- **EXERCISE INSTRUCTIONS**
Your answer should be every line of the records that contains the word "iceberg", copied as it stands.

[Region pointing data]
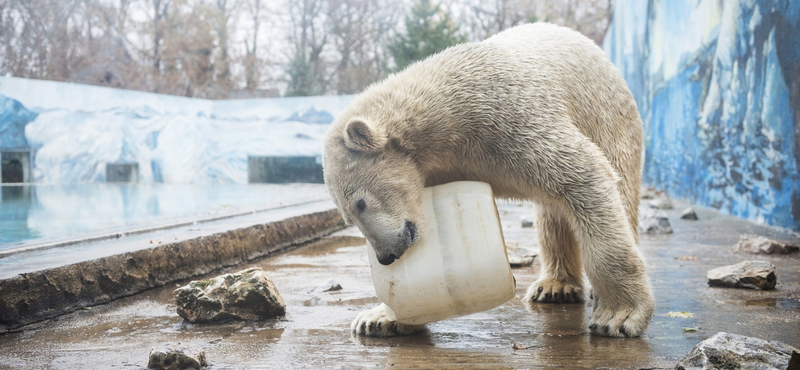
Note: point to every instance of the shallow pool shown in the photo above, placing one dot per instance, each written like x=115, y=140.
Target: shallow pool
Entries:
x=34, y=214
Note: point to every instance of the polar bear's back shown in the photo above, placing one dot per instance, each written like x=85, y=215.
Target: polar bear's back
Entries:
x=573, y=69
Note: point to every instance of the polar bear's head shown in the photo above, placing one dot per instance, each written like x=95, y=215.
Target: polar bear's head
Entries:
x=375, y=184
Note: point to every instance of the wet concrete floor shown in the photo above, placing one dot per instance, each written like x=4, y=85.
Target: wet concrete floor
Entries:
x=315, y=333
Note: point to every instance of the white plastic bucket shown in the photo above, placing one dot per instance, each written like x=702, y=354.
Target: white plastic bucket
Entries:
x=458, y=267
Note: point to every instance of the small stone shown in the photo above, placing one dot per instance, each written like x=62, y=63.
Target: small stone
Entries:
x=328, y=286
x=756, y=244
x=245, y=295
x=689, y=214
x=520, y=262
x=663, y=202
x=747, y=274
x=733, y=351
x=653, y=221
x=170, y=357
x=527, y=221
x=648, y=193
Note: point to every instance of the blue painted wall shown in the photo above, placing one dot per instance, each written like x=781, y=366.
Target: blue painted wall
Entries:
x=718, y=86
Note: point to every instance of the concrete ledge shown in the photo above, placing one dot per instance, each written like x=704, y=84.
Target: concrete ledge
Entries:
x=32, y=297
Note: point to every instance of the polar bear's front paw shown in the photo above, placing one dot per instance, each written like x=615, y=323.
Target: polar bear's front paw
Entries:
x=620, y=321
x=374, y=323
x=548, y=290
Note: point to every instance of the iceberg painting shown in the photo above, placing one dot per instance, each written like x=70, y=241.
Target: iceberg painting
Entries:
x=717, y=84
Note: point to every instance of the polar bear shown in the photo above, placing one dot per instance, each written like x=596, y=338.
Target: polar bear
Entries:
x=539, y=113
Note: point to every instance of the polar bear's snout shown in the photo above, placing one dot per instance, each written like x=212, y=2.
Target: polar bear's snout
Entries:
x=407, y=238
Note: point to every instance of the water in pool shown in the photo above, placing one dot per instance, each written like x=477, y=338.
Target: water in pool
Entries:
x=34, y=214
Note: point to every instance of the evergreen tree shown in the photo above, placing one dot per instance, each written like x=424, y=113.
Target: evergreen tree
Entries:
x=429, y=30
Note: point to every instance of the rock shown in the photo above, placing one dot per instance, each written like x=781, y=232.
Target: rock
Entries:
x=755, y=244
x=245, y=295
x=689, y=214
x=527, y=221
x=653, y=221
x=747, y=274
x=519, y=262
x=176, y=358
x=663, y=202
x=328, y=286
x=733, y=351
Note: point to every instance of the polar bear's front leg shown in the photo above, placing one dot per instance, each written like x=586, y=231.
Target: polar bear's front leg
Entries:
x=374, y=323
x=561, y=276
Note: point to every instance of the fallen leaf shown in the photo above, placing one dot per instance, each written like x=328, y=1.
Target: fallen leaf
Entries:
x=681, y=314
x=515, y=346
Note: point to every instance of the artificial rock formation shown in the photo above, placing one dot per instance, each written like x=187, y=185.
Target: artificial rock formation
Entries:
x=176, y=358
x=756, y=244
x=747, y=274
x=245, y=295
x=733, y=351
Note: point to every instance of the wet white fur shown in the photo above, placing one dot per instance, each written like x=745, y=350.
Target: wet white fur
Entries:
x=538, y=112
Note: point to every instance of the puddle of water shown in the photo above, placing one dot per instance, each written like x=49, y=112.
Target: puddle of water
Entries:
x=789, y=303
x=317, y=301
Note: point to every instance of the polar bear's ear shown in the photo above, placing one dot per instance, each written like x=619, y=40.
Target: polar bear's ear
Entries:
x=359, y=136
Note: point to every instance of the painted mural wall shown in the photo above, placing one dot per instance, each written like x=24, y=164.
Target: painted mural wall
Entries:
x=718, y=86
x=75, y=130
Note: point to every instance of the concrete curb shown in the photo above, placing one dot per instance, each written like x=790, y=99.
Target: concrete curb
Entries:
x=32, y=297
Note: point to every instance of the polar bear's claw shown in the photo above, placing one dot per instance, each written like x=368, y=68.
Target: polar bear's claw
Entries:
x=374, y=323
x=548, y=290
x=620, y=321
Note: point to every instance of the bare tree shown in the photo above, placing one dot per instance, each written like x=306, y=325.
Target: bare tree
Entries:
x=307, y=70
x=359, y=29
x=486, y=18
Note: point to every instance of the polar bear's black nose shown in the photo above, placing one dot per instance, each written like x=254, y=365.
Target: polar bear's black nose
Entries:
x=411, y=231
x=387, y=261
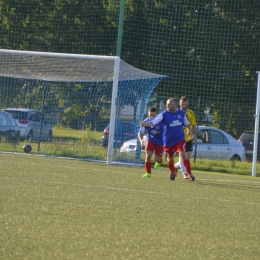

- **OUTPUT FOR THIS EXERCISE**
Note: point to every instance of the iceberg painting shown in the photo above, placing one dot per instance, each written like x=70, y=241.
Target: iceberg painting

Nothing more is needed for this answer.